The Vedic Index shows a very wide variety of musical instruments in use in Vedic times. Instruments of percussion are represented by the dundubhi, an ordinary drum; the āḍambara, another kind of drum; bhūmi-dundubhi, an earthdrum made by digging a hole in the ground and covering it with hide; vanaspati, a wooden drum; āghāṭi, a cymbal used to accompany dancing. Stringed instruments are represented by the kāṇḍa-viṇā, a kind of lute; karkari, another lute; vāṇa, a lute of 100 strings; and the vīṇā, the present instrument of that name in India. This one instrument alone is sufficient evidence of the development to which the art had attained even in those early days. There are also a number of wind instruments of the flute variety, such as the tūṇava, a wooden flute; the nāḍī, a reed flute; bākura, whose exact shape is unknown. 'By the time of the Yajur Veda several kinds of professional musicians appear to have arisen; for lute-players, drummers, flute-players and conch-blowers are mentioned in the list of callings.'

That vocal music had already got beyond the primitive stage may be concluded from the somewhat complicated method of chanting the Sāma Veda, which probably goes back to the Indo-Iranian age. These hymns of the Ṛik and Sāma Vedas are the earliest examples we have of words set to music, unless we except the Zendavesta, which may have been chanted. The Sāma Veda was sung according to very strict rules, and present day Samagahs — temple singers of the Saman — claim that the oral tradition which they have received goes back to those ancient times. A discussion upon the musical character of the Saman chant will be found in the next chapter. The Chhandogya and the Brihadaranyaka Upanishads (c. 600 B.C.) both mention the singing of the Sama Veda and the latter also refers to a number of musical instruments.

[Saved items from a collection]
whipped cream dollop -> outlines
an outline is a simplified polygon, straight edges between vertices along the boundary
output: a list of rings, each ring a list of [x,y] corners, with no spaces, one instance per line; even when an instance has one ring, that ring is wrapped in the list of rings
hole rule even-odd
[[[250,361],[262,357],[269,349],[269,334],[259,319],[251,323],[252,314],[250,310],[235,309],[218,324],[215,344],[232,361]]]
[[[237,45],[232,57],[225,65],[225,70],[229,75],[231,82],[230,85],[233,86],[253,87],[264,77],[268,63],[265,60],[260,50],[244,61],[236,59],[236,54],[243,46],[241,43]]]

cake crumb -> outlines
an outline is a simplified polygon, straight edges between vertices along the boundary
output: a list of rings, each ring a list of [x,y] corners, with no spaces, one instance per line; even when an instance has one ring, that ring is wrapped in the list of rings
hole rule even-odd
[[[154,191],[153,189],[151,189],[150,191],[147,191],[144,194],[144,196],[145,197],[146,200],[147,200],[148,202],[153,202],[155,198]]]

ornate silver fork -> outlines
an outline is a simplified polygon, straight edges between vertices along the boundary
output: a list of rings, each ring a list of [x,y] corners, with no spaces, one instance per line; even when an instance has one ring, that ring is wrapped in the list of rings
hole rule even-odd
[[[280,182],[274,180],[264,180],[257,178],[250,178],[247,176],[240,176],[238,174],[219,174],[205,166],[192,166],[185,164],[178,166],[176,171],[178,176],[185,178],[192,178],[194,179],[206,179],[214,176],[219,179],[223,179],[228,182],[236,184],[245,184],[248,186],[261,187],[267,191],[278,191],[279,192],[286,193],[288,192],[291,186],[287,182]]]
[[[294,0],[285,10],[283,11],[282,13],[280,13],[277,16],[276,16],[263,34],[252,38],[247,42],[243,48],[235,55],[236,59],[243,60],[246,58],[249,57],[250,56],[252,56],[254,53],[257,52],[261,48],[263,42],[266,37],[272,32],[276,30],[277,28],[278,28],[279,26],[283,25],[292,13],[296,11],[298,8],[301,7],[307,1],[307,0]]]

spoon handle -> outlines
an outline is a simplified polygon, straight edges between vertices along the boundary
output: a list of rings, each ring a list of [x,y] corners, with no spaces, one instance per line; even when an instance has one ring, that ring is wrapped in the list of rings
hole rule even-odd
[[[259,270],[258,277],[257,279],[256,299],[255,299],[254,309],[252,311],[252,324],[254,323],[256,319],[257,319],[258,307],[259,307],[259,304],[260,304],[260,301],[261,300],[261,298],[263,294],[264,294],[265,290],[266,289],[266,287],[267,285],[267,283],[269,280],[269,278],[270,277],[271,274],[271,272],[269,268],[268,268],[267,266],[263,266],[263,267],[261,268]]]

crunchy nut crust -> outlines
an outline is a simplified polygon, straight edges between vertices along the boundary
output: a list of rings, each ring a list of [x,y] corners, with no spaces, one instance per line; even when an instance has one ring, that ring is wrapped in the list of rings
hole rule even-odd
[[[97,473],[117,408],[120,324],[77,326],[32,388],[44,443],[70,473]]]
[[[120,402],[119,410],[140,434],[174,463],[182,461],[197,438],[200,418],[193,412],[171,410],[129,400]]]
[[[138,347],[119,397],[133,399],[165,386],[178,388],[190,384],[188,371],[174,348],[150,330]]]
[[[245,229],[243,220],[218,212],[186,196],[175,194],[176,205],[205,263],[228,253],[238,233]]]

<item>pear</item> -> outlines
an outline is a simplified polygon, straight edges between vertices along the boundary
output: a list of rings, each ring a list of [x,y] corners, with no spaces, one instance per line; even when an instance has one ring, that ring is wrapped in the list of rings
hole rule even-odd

Things to do.
**a.** Rewrite the listing from the line containing "crunchy nut crust -> outlines" through the end of the listing, changing "hole rule" to "fill rule" and leaving everything else the same.
**b.** Write what comes next in the passage on Vedic music, picking up where it stops.
The passage on Vedic music and the listing have nothing to do with each other.

Expected answers.
**a.**
crunchy nut crust -> outlines
an outline is a simplified polygon, straight edges between vertices along the boundary
output: a list of rings, each ring a list of [x,y] corners, with no spaces, one instance per line; even when an instance has one ring, that ring is wrapped in the list of rings
fill rule even-odd
[[[97,473],[117,408],[120,324],[77,326],[32,388],[44,443],[70,473]]]
[[[120,402],[119,410],[140,434],[174,463],[182,461],[197,438],[200,418],[193,412],[171,410],[129,400]]]
[[[138,347],[119,397],[133,399],[165,386],[178,388],[190,384],[188,371],[174,348],[150,330]]]
[[[245,229],[243,220],[218,212],[186,196],[175,194],[176,205],[205,263],[228,253],[238,233]]]

<item>pear</item> -> outlines
an outline is a simplified polygon, straight edges between vertices along the boundary
output: a list of rings, each ring a list of [x,y] corners, with no spaces, one instance per line; even when an instance has one ring, that ring is wrapped in the list of rings
fill rule even-odd

**b.**
One of the earliest references to music is found in the grammarian Panini, who was probably alive when Alexander the Great was in Taxila (326 B.C.) In his comments upon the root Nrit — to dance — he mentions two persons named Silalin and Krisasvin as the authors of two sets of sutras on dancing.

A reference to a musical performance, which if it could be accepted as historical would go back further still is found in the Pali Pitaka (c. 300 B.C.) in which it is said that two disciples of Gautama Buddha (c. 480 B.C.) attended a dramatic performance, which of course would be musical.

The earliest reference to musical theory seems to be in the Rikpratisakhya (c. 400 B.C.) which mentions the three voice registers and the seven notes of the gamut. It is interesting to find that just before this time, Pythagoras in Greece (510 B.C.) worked out the musical system of the Greeks.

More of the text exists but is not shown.